* The request
Go through the listing and copy every line word for word.

* Input material
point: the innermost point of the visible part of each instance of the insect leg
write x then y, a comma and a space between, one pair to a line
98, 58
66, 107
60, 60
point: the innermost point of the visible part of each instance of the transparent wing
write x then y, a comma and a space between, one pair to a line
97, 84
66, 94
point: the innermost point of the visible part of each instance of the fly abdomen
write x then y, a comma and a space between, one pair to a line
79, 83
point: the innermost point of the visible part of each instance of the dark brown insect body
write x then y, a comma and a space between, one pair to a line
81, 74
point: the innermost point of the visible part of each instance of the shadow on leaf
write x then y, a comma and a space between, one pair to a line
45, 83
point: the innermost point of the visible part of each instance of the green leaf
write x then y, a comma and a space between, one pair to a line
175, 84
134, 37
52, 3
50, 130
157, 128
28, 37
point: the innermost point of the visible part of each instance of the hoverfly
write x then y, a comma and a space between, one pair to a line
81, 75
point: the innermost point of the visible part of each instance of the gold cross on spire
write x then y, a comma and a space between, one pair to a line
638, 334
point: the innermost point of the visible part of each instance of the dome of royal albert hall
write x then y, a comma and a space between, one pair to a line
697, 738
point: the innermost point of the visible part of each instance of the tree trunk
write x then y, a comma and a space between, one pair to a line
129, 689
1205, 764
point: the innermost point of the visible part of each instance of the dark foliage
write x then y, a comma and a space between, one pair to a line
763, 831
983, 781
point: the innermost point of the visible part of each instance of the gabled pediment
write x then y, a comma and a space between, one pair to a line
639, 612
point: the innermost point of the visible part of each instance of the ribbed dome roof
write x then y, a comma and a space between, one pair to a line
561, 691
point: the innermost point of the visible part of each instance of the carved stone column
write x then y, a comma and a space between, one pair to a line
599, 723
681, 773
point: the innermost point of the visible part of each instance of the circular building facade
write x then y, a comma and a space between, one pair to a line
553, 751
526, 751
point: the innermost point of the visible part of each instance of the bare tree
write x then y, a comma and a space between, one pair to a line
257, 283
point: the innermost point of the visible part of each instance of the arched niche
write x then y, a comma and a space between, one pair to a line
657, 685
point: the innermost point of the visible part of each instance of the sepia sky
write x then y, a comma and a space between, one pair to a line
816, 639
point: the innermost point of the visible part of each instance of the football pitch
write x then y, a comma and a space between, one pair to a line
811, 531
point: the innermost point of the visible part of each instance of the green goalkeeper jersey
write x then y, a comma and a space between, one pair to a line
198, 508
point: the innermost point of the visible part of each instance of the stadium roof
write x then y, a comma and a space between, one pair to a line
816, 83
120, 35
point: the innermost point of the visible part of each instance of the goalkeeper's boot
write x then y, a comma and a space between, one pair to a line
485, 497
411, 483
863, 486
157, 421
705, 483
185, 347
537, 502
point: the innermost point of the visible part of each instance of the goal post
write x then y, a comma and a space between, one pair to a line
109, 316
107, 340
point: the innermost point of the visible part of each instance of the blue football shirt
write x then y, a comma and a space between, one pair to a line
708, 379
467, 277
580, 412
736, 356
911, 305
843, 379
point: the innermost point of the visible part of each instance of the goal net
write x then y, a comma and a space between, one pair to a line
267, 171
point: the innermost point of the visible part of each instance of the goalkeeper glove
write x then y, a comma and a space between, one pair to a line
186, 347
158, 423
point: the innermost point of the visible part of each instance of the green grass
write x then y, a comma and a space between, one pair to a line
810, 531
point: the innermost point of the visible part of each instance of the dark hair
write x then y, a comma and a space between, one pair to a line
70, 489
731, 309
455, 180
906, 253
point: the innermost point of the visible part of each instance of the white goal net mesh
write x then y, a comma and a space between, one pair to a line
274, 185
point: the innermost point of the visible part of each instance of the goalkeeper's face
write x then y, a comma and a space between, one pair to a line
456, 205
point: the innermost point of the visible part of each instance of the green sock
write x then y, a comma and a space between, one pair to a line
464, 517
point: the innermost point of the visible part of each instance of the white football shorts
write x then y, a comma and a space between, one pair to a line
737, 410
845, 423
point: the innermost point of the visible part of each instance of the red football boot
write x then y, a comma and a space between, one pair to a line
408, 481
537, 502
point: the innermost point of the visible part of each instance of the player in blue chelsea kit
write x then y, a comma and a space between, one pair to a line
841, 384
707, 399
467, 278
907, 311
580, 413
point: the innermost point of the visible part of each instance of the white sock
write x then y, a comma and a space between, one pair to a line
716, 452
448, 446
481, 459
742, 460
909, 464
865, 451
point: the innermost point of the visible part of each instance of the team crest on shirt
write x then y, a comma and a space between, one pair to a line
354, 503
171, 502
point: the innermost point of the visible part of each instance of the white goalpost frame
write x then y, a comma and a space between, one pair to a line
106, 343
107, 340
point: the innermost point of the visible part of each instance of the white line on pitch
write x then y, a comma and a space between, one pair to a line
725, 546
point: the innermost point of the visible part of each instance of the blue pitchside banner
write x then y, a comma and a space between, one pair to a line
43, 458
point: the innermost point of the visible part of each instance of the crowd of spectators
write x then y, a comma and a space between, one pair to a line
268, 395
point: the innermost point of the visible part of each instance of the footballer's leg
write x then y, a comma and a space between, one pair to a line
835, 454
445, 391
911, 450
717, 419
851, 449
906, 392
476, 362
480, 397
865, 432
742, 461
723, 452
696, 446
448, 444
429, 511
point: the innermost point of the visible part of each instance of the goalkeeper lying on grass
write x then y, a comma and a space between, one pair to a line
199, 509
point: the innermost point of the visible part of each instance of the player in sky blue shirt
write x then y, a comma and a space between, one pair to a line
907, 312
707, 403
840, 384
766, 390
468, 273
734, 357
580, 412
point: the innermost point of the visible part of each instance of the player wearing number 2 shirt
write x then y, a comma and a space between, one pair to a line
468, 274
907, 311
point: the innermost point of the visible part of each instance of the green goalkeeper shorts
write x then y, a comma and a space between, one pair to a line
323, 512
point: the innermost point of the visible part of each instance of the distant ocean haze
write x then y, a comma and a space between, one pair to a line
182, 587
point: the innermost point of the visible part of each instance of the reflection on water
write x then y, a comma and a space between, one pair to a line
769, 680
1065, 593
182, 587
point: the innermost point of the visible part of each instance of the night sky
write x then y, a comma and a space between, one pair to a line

* Result
point: the innermost point of the visible part of each instance of the insect leg
write x then y, a comma and a space between, one pair to a line
98, 58
66, 107
60, 60
point: the innermost point of the visible part of each instance of the transparent wing
write x then y, a comma and a space between, one pair to a line
97, 84
66, 94
point: the innermost point of the visible part of each instance of the fly abdomen
write x then y, a comma and a space between, one pair to a line
79, 83
point: the innermost point of the visible part of each instance of the dark brown insect body
write x then y, a comma and a space between, one pair to a line
81, 74
point: the innermost point of the visible part of each instance of the shadow on leaf
write x then y, a comma and a space between, one pair to a line
45, 83
point: the innermost point of the visible part of each instance of the green leaf
write x then y, a comma and a space between, one pair to a line
175, 84
134, 37
52, 3
50, 130
157, 128
28, 37
point: the innermost point of the visible part of each instance of the hoverfly
write x then y, a comma and a space between, one pair to a line
81, 75
point: the innermost point of the visible part of each instance of the gold cross on spire
write x then y, a comma and a space between, one pair to a line
638, 334
point: the innermost point of the visible part of each instance of the dome of royal albert hall
write x then y, a comma and a space between, one pair to a line
697, 738
point: the innermost point of the visible part of each instance of the tree trunk
write x then y, a comma and a space between, one pair to a line
129, 689
1205, 764
point: the innermost point of the visible part of each instance of the dark foliage
write x then y, a comma and a space between, one pair to a line
763, 831
983, 781
point: the innermost point of the visible part of each instance of the gabled pediment
write x then y, a comma and a space between, one pair to a line
639, 612
point: the innermost point of the visible part of each instance of the ribbed dome roof
write x then y, a comma and a space between, one pair to a line
561, 691
point: the innermost point of the visible part of each instance of the carved stone column
write x then y, a comma and a space between, one pair to a line
599, 723
681, 773
point: the innermost point of the visible part of each instance of the circular building facade
write x then y, a comma and a space between, one pair to a line
553, 751
526, 751
point: the innermost point of the visible part of each instance of the bare tree
write x then y, a comma and a space between, one pair to a line
257, 283
point: the innermost point of the visible part of each instance of the arched niche
write x then y, a comma and a space between, one pair to a line
657, 685
point: the innermost point of the visible part of each instance of the sepia sky
write x then y, a comma and a space between, one pair to a line
816, 639
point: the innermost point of the visible part of each instance of the football pitch
write x then y, a comma and a space between, one pair to a line
811, 531
point: the innermost point of the visible part of each instance of the green goalkeeper jersey
write x then y, a comma and a space between, one pair to a line
198, 508
point: the innermost point of the visible part of each instance of the stadium roof
write x then y, a comma and a space between, one pair to a line
816, 83
120, 35
point: the innermost point of the visible part of each instance of the goalkeeper's boot
write x then y, a comma and a space between, one pair to a line
485, 497
411, 483
863, 486
157, 421
705, 483
185, 347
537, 502
point: the innermost point of the visible part of each instance of the goal post
write x then y, a comma and a space between, one pair to a line
109, 316
107, 340
point: the innermost point of the visible part of each instance of the blue football shirt
write x then y, a comma and a space between, one pair to a line
708, 379
467, 277
580, 412
736, 356
911, 305
843, 379
point: the innermost point of the visible part of each instance of the goal net
write x then y, a comma and a space between, one pair to a line
267, 171
point: the innermost point of the visible part of each instance of the goalkeeper glove
write x then y, a comma and a space between, one pair to a line
186, 347
158, 423
point: the innermost point of the visible part of each instance of the green grass
write x then y, a comma and a space between, one pair to a line
810, 531
point: the innermost point of the visible part of each instance of the dark hair
write x then y, a comma and a space between, one pair to a line
70, 489
731, 309
455, 180
906, 253
point: the innermost point of the visible part of each instance of the white goal net mesh
write x then y, a comma and a space between, one pair to a line
274, 185
point: the innermost point of the visible part of each instance of the goalkeeper's face
write x then y, a comma and a space between, one pair to a line
456, 205
point: the innermost point of the visible part of each instance of the green sock
write x then y, a comma and a space between, one pair to a line
464, 517
point: the innermost point of the visible part of each instance of the white football shorts
write x then y, a comma and a space between, one pair to a line
737, 410
845, 423
point: the innermost point of the visible part of each instance of the red football boot
write x then y, a comma and a space between, one pair to a line
408, 481
537, 502
point: the innermost point of the visible part of each instance of the player in blue chelsea kit
write x then y, a comma and a space between, one pair to a line
841, 384
707, 399
467, 278
907, 311
580, 413
point: the innermost point of the visible part of each instance of the white sock
write x then y, a comma and a space between, one pair to a line
716, 452
448, 446
481, 459
742, 460
909, 464
865, 451
point: the innermost point of the visible part of each instance of the team crest on shirt
write x then y, a comma and a space between, one pair to a line
354, 503
171, 502
point: the innermost point of the visible part of each instance of the white goalpost frame
write x then y, a comma and a space between, one pair to a line
106, 343
107, 340
point: the innermost point of the visible part of each instance of the white line on pitch
write x then y, a comma and a space between, one pair to a line
725, 546
point: the innermost point of the visible part of each instance of the blue pitchside banner
write x then y, a comma and a space between, one pair to a line
43, 458
point: the innermost point of the visible part of each instance of the crowd of spectators
write x then y, a comma and a space between, one pair to a line
268, 395
point: the innermost point of the visible part of each instance of the footballer's leg
write x then y, a comma and a space between, one pair to a line
835, 454
445, 391
911, 450
717, 419
851, 449
906, 392
476, 362
480, 397
865, 432
742, 461
723, 452
696, 446
448, 444
429, 511
point: the innermost point of the visible part of each instance of the goalkeeper lying on grass
write x then y, a comma and a space between, one pair to a line
199, 509
point: the innermost point of the visible part of each instance of the player in sky blue shirt
write x then y, a comma and a space between, one pair to a line
907, 312
707, 403
840, 384
766, 390
468, 273
734, 357
580, 412
point: the innermost point of the visible part of each instance of the player wearing number 2 shirt
write x then y, a comma and a space between, one pair to a line
468, 274
907, 311
point: the innermost point of the visible part of each instance of the green goalkeeper shorts
write x then y, a comma and a space between, one pair to a line
323, 512
point: the innermost point of the visible part of each instance of the distant ocean haze
write x then y, a comma and a space between, one pair to a line
182, 587
point: the innermost point of the visible part of each instance of the reflection on water
write x then y, a comma and a space between, one pair to a line
769, 680
1065, 593
182, 587
point: the innermost point of the visible part of each instance of the night sky
write x then y, a comma and a space between, one pair to a line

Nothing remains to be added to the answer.